Collected data
_ _ _

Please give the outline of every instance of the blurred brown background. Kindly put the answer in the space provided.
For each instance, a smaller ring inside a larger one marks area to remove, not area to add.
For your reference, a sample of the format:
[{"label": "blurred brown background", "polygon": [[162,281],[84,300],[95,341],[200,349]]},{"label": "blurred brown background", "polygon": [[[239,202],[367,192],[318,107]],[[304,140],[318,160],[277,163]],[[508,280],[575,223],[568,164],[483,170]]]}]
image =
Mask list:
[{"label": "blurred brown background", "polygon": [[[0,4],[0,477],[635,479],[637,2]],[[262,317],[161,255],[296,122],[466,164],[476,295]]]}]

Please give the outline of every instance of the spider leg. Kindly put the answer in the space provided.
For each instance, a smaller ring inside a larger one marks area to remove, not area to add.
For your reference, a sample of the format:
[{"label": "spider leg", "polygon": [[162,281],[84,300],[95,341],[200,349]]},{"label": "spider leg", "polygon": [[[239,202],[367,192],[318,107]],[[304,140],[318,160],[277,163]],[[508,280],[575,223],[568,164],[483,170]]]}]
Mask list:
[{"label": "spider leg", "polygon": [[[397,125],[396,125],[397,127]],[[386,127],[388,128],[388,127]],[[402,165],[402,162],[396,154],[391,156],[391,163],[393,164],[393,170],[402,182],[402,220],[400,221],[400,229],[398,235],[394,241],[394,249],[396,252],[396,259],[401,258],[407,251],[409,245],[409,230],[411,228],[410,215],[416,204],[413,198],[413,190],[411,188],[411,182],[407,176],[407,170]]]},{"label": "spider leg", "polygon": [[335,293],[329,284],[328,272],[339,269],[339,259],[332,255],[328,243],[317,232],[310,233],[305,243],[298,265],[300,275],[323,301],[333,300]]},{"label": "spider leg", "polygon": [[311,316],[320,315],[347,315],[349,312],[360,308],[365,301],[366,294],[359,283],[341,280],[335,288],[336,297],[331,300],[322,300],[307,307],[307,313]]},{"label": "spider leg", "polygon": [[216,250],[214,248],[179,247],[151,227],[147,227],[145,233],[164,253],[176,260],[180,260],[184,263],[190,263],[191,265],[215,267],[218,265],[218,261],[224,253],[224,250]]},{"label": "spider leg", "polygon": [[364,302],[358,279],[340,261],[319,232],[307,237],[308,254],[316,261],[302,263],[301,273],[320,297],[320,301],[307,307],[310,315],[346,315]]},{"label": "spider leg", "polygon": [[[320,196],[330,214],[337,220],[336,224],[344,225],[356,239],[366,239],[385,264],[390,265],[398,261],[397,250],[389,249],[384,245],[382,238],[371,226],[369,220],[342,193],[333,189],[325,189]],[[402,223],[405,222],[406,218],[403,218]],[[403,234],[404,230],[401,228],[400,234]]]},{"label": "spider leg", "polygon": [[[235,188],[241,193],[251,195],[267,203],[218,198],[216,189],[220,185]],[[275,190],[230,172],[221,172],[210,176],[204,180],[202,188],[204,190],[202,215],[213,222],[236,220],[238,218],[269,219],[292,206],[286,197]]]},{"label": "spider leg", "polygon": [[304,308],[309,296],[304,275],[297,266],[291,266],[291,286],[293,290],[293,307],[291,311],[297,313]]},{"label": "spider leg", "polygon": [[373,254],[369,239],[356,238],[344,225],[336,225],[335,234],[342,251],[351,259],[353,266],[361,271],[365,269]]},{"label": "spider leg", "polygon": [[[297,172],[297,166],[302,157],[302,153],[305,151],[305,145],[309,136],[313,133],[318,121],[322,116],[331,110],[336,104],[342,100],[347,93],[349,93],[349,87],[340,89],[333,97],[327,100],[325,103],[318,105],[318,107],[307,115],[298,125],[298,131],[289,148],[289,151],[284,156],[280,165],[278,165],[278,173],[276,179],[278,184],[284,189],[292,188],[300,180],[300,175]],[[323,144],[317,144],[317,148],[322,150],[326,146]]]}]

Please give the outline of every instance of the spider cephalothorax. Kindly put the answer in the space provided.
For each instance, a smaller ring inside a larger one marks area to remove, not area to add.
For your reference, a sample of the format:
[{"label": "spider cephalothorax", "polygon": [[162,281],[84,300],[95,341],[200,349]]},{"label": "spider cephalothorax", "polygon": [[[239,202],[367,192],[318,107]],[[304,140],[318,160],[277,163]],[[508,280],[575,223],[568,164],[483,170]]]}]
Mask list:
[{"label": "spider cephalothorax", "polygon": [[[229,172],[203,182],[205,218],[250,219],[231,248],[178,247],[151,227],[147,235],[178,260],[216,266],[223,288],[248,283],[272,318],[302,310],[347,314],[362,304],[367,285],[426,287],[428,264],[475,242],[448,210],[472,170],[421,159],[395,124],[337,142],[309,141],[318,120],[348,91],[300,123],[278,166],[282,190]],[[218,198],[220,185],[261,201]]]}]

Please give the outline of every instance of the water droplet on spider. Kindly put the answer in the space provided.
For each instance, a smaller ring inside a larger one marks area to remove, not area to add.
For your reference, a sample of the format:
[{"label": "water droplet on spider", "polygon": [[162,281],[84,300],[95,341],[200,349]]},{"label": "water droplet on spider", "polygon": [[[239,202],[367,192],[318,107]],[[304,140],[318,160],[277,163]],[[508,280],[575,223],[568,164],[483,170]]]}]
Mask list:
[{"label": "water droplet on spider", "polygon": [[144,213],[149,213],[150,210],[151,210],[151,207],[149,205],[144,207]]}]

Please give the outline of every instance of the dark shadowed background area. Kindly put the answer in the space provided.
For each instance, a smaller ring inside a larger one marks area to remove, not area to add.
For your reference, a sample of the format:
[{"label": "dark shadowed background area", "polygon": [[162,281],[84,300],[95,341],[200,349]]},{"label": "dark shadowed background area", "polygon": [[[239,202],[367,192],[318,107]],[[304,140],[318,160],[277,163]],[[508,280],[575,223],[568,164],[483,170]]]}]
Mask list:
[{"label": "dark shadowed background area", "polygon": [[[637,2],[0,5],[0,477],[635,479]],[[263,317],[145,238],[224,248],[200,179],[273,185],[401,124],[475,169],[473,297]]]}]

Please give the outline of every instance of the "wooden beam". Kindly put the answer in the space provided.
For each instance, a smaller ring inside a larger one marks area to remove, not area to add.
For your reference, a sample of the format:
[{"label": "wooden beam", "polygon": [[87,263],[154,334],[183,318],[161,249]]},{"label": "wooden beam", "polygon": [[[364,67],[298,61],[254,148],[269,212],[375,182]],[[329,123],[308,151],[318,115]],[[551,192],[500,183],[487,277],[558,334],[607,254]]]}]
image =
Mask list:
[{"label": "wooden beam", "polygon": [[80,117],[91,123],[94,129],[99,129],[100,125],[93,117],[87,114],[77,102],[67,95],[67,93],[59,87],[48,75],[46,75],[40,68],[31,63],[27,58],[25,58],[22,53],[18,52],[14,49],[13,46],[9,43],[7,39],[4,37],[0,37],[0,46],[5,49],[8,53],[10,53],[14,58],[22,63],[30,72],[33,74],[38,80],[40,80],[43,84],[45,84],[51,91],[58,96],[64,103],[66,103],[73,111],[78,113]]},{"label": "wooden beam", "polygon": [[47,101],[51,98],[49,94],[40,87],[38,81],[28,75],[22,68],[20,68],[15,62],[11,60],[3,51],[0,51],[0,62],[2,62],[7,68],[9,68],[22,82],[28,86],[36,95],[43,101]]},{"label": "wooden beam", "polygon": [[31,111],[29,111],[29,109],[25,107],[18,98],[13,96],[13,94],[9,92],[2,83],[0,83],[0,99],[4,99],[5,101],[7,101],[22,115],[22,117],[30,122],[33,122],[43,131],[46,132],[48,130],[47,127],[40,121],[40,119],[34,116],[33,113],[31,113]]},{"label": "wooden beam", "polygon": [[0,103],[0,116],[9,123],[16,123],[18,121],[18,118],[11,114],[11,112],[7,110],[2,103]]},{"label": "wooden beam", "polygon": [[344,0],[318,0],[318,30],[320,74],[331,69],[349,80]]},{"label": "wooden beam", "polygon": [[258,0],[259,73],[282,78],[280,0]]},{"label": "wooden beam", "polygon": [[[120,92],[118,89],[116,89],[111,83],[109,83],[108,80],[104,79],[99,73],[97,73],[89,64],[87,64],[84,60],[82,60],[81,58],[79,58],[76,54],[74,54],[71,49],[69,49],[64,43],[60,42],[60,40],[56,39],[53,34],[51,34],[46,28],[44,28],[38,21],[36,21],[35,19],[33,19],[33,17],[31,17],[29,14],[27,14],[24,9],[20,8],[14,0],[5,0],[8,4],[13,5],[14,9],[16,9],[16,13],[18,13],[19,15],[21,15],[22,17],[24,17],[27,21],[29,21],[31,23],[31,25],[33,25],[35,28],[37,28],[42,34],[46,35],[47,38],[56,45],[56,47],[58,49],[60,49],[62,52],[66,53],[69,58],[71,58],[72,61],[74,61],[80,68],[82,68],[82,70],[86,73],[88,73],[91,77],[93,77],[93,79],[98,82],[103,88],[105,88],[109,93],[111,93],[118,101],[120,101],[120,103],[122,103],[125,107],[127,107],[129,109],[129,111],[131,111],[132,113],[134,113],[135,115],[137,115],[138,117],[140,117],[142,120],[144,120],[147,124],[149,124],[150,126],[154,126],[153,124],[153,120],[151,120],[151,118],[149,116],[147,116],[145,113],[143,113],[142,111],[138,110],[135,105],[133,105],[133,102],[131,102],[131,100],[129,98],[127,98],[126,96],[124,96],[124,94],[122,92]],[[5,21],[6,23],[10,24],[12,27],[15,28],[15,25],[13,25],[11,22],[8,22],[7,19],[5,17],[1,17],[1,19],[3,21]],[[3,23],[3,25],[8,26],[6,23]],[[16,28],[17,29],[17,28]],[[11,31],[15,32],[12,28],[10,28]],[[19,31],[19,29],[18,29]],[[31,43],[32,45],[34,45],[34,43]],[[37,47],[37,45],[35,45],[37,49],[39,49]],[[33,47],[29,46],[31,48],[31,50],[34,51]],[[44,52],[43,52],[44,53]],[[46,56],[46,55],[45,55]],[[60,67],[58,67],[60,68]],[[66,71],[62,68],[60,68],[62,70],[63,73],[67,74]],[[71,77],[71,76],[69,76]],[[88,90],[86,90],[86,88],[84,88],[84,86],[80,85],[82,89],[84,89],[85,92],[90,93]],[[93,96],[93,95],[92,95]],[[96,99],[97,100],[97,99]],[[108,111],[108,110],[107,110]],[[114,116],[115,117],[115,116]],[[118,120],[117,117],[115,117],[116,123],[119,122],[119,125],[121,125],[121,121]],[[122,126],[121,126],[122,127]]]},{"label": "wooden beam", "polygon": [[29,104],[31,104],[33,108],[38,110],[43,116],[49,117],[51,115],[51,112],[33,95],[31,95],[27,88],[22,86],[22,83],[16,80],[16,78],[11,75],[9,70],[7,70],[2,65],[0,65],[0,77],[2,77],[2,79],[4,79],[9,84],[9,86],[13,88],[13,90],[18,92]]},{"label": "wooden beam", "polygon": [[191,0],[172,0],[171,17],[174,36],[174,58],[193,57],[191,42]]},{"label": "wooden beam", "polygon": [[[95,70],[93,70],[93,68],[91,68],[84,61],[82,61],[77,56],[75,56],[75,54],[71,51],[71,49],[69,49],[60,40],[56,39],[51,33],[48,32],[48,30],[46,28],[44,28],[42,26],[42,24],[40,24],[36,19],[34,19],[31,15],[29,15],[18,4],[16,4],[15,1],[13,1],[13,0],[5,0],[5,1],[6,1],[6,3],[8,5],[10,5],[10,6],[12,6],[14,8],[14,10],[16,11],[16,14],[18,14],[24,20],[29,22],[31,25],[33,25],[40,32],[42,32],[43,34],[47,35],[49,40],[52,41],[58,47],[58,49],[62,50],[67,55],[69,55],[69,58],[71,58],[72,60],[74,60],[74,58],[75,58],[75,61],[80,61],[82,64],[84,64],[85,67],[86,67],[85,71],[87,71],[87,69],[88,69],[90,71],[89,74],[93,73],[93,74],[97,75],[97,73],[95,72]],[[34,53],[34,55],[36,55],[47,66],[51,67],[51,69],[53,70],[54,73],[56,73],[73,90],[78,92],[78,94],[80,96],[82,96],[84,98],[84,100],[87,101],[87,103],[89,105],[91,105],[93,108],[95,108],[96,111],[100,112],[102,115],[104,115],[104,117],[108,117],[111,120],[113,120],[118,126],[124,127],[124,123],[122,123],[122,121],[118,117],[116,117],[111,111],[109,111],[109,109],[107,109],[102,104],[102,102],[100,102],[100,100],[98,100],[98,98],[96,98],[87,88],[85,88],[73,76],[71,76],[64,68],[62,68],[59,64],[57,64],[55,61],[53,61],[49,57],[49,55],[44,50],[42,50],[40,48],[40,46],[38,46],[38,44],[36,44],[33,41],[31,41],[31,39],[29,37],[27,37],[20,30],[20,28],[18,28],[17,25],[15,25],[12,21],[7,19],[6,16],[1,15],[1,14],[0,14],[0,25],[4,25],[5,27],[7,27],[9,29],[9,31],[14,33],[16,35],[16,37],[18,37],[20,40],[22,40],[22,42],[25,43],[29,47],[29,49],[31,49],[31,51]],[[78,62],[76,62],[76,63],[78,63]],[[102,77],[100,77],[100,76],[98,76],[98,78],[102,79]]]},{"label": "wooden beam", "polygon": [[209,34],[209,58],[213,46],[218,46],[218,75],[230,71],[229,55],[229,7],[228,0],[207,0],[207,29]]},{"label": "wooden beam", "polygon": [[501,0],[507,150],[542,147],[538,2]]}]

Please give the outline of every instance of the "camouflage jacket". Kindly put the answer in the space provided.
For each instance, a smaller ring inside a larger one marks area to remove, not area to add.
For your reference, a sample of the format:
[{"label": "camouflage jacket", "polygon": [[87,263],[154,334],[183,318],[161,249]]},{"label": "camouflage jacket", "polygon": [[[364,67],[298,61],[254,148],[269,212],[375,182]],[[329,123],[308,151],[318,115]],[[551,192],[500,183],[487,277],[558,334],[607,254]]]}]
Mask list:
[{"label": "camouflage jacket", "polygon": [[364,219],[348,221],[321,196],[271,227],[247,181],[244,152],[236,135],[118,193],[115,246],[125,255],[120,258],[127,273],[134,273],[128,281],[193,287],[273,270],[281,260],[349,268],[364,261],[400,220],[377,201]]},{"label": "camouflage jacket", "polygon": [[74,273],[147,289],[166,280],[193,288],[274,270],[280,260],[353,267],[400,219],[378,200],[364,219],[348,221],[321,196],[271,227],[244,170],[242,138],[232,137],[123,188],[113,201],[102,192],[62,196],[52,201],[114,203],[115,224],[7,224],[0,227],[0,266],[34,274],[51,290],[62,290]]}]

_ _ _

INSTRUCTIONS TO FOLLOW: Wherever the word "space" turns up in the records, copy out the line it is on.

WRITTEN ANSWER:
Please give the outline of every instance of the blurred brown background. Kindly put the answer in the space provided.
Please give the outline of every instance of the spider leg. Kindly put the answer in the space provided.
Please give the outline of every instance of the spider cephalothorax. Kindly put the answer in the space provided.
Please give the outline of every instance of the water droplet on spider. Kindly put the answer in the space provided.
Please give the outline of every instance of the dark shadowed background area. Kindly put the answer in the space provided.
Please give the outline of every instance of the "wooden beam". Kindly put the answer in the space provided.
Please give the outline of every instance of the "camouflage jacket". Kindly put the answer in the space provided.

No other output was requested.